**DATA RECORDS**
>> start

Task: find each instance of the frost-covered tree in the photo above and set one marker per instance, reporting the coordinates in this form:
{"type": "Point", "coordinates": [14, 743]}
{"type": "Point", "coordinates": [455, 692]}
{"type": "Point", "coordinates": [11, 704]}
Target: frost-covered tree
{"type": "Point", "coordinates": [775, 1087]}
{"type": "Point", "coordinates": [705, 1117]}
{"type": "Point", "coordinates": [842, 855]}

>> end

**WHAT THE TASK REQUIRES**
Copy the rows above word for word, changing nothing.

**SOLUTION FOR THIS EXERCISE**
Task: find each instance of the frost-covered tree in the photo above and set one marker per instance, reporting the coordinates in this form:
{"type": "Point", "coordinates": [14, 743]}
{"type": "Point", "coordinates": [455, 692]}
{"type": "Point", "coordinates": [11, 704]}
Target: frost-covered tree
{"type": "Point", "coordinates": [775, 1087]}
{"type": "Point", "coordinates": [705, 1117]}
{"type": "Point", "coordinates": [842, 855]}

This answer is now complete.